**EXERCISE INPUT**:

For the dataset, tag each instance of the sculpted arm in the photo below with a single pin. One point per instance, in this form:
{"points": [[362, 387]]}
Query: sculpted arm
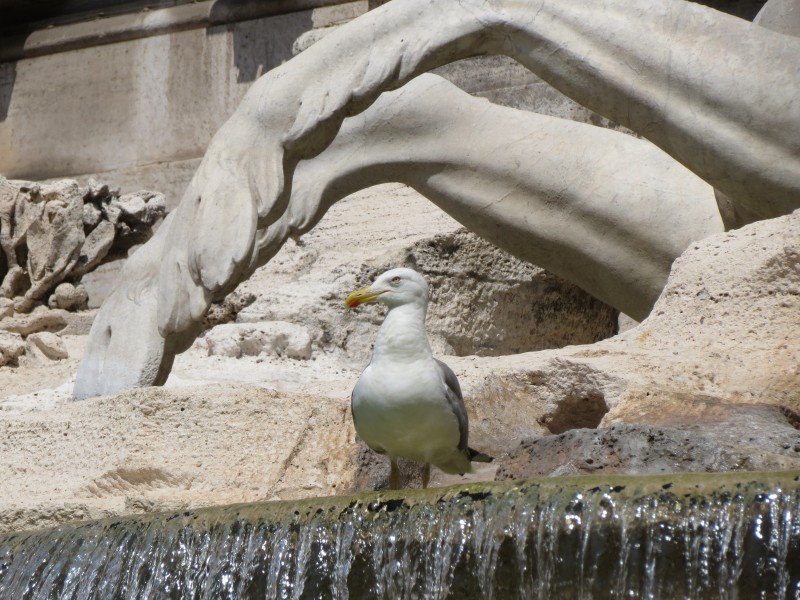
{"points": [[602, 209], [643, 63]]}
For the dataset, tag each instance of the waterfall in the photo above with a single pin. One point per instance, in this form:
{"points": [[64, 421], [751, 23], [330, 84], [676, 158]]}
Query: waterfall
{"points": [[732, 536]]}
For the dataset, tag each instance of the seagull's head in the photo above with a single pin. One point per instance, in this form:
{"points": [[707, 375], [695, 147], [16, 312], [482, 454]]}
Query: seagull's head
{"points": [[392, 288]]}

**WHAT YOU SHOULD DO**: Your answer should be the exact lines above from the one with "For the dataset, tag each instance of the waterfall" through the one with "For the dataset, tag each instance of the seagull's", both included, and nothing besides.

**SOLUTION BELOW**:
For the dataset, tag each instance of the waterfall in the photo above with a single pin. One point per instance, in this form:
{"points": [[64, 421], [751, 23], [330, 84], [676, 158]]}
Query: waterfall
{"points": [[732, 536]]}
For the dataset, tag each instance of the seagull's head in the photo above with a single pin. One point per instance, in this form:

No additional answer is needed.